WHAT THE TASK REQUIRES >> Scan the lines below and report each one containing "point" by copying it.

____ THE RECORDS

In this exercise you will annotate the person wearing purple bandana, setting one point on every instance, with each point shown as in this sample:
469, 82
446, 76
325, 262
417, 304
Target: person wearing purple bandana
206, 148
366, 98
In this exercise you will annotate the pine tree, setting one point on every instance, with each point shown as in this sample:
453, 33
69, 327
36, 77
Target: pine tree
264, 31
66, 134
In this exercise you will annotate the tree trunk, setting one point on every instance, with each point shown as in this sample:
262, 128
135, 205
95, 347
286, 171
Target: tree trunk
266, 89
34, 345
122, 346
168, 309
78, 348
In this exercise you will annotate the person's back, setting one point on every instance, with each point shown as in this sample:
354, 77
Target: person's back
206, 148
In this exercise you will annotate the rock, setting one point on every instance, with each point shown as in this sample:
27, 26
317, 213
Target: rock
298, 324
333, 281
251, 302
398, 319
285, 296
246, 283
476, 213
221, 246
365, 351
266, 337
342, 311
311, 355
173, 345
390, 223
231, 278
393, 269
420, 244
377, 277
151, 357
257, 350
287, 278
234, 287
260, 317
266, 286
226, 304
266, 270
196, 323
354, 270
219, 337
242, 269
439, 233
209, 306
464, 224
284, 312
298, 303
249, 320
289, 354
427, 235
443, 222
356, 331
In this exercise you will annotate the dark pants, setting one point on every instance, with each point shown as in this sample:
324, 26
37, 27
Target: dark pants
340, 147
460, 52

________
____ THE RECORDS

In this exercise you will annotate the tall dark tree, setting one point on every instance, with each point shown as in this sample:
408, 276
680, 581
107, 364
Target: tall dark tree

________
____ THE RECORDS

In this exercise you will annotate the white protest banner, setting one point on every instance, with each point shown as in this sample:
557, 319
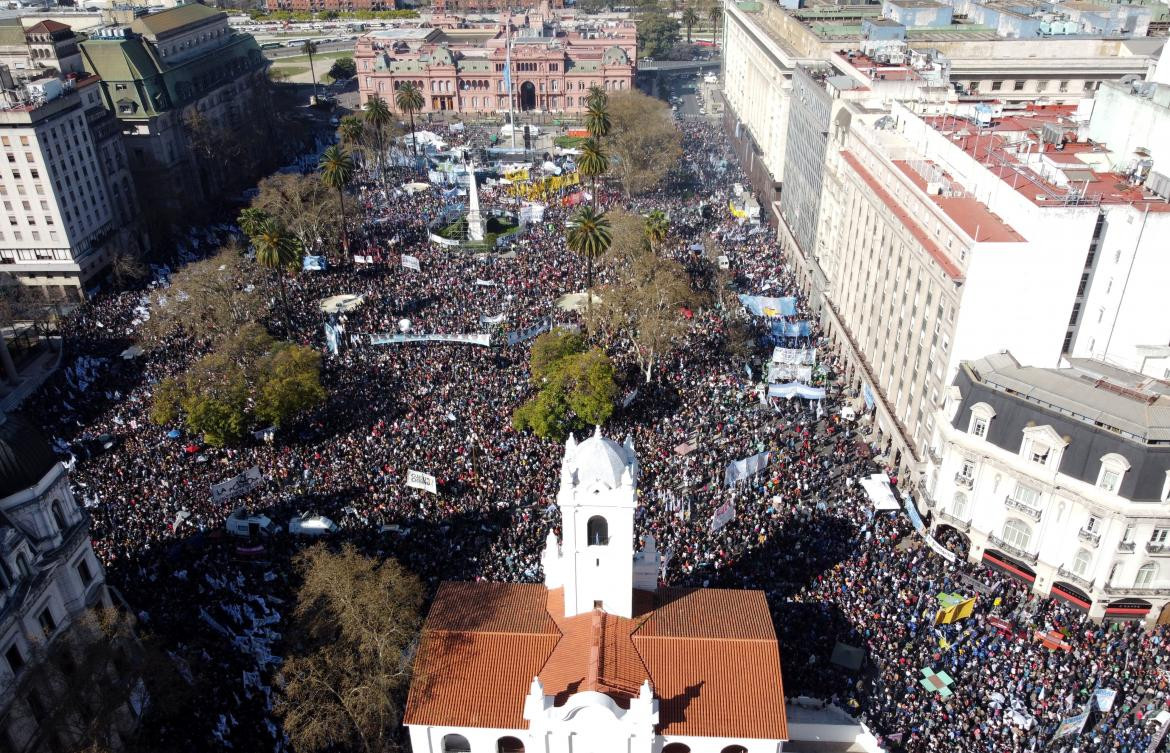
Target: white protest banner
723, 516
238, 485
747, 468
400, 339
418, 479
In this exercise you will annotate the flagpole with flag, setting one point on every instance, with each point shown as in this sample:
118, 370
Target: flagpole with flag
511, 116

________

RESULT >>
In this exercise you will annotate the person wearing purple bandana, setting one point on every instance, with each point shown as in this sample:
In this exercise you will annotate the pine tree, setting one point on every instance, with each point shown as in this sample:
In this exercise you will annotate the tree trunk, setting one point on every instance, with each point shown as in this sample:
In this exercise you will annotate the person's back, setting one point on every instance, with each point shown as in this sample:
In this exercise you will annotate the rock, setting one point on every instance, with each point shown as in this sample:
In this exercise you will annotate the dark pants, setting one point on every instance, with each point shown as in this sample:
In this exercise you will annotate the tall dark tree, setting one point on every instance, with each point shown as in this sample:
In this exercise you will annotate the white protest banner, setting one point on every instance, with each point shown as in this sample:
In this exercise you will annotate the flagpole with flag, setting one point on every instance, with each point shown as in this sample:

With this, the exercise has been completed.